── SUPPLIED MATERIAL

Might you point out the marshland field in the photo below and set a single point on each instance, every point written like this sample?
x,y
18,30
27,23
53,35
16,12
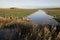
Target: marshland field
x,y
16,24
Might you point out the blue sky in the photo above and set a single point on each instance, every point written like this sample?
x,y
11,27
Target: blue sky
x,y
29,3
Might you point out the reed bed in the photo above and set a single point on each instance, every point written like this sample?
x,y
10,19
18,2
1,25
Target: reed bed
x,y
19,29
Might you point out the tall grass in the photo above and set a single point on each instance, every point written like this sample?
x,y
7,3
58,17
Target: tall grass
x,y
14,29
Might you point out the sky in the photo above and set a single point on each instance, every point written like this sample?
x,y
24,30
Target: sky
x,y
30,3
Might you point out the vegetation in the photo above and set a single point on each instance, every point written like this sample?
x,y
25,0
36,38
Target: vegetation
x,y
15,12
53,12
14,29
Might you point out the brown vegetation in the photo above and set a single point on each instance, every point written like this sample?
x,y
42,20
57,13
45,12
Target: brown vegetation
x,y
19,29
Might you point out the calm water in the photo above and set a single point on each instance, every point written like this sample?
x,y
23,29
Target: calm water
x,y
40,17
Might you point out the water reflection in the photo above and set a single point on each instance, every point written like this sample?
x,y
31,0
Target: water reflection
x,y
40,17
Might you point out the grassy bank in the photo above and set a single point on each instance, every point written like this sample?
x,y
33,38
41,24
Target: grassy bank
x,y
16,12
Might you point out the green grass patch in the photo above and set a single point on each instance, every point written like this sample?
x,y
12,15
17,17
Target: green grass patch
x,y
16,12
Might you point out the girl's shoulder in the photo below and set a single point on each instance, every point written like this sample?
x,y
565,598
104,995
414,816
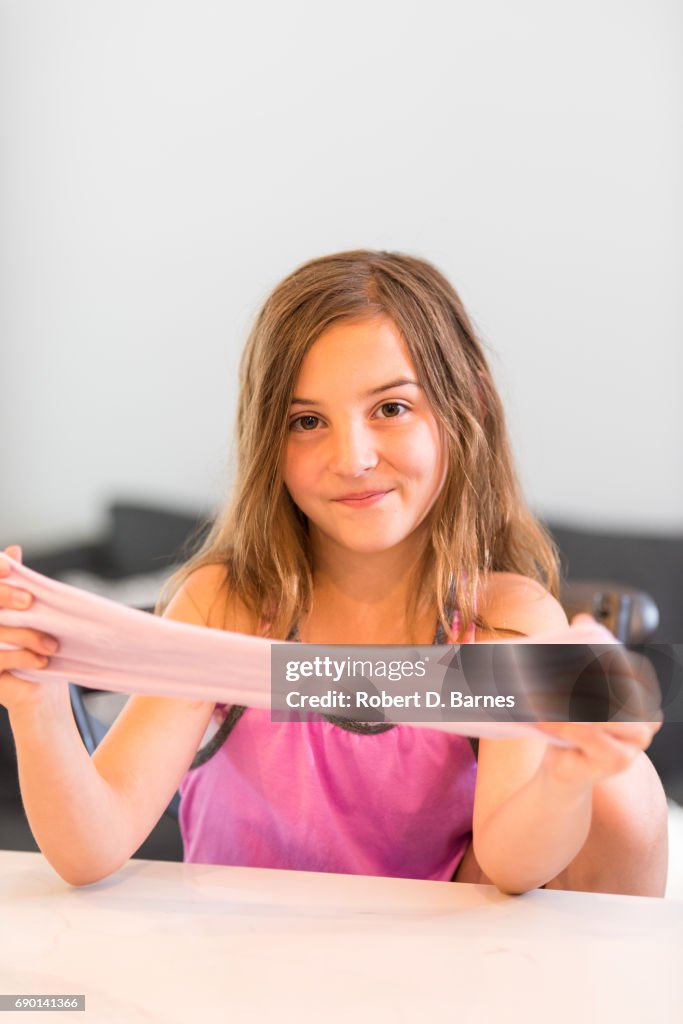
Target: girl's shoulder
x,y
518,604
208,588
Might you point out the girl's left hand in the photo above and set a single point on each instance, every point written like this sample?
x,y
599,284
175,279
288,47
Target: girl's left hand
x,y
600,749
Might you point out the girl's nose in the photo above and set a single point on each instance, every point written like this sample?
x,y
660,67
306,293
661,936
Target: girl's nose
x,y
352,451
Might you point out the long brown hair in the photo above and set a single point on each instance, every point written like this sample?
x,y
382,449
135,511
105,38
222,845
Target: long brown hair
x,y
479,522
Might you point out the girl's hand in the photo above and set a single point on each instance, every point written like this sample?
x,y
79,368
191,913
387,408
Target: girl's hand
x,y
33,647
601,749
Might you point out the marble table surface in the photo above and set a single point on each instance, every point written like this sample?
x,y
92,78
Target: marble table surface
x,y
171,942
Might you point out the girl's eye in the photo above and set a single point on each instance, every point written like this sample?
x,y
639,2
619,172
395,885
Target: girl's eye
x,y
305,422
308,422
395,407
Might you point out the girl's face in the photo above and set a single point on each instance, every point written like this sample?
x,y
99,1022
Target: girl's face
x,y
365,458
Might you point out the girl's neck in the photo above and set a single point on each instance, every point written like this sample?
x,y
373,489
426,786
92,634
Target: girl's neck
x,y
366,596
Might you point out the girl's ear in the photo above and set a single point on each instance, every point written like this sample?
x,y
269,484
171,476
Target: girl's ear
x,y
480,391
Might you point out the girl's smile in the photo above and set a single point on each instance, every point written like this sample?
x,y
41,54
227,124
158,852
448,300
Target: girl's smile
x,y
365,459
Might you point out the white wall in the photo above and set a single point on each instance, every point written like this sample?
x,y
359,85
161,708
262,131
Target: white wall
x,y
164,164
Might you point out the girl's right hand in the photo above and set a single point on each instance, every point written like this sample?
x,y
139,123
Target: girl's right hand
x,y
34,647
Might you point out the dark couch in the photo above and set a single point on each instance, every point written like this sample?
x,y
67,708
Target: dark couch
x,y
146,539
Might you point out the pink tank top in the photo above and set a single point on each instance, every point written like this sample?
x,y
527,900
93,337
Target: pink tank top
x,y
313,796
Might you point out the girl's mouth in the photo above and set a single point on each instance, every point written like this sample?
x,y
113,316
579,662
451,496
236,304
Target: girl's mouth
x,y
361,501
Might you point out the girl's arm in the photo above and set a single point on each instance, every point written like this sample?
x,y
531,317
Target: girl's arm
x,y
89,815
534,802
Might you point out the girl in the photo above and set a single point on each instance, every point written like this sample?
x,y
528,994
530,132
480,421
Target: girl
x,y
376,503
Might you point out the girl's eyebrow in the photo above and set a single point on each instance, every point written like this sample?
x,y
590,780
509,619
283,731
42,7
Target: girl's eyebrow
x,y
376,390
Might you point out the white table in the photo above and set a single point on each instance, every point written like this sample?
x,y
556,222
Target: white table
x,y
172,942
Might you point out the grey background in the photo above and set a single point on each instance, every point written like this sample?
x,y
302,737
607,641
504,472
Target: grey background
x,y
164,164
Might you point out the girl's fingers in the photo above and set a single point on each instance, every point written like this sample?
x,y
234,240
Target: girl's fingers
x,y
30,639
13,597
10,659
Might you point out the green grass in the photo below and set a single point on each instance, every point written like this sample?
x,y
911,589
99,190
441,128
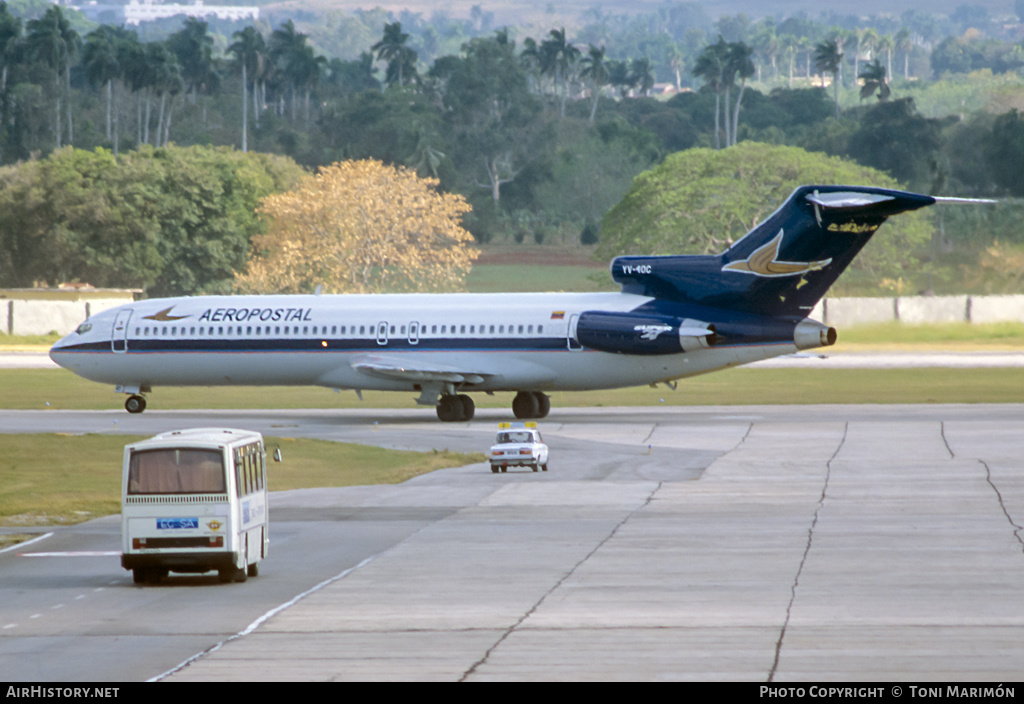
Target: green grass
x,y
51,479
960,336
496,278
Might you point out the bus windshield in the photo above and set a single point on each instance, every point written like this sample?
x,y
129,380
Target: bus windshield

────

**YOUR OBJECTIVE**
Rewrite the material from the line that contains "Might you point out the green grass in" through the end of the material, keeping the requests and their format samples as they are but multiplying every answer coordinate by 1.55, with results rounded to whole numbers and halves rounded up. Omit the pictures from your output.

**RESULT FOR THIS EXERCISE**
Might you point out the green grass in the photo below and set a single point on each instance, every point written like this sample?
x,y
911,589
99,190
441,128
Target: green grass
x,y
79,742
1488,521
769,431
Might you point out the bus windshield in the photo above and set a single point on each instance, every point written like this sample?
x,y
129,380
Target: bus windshield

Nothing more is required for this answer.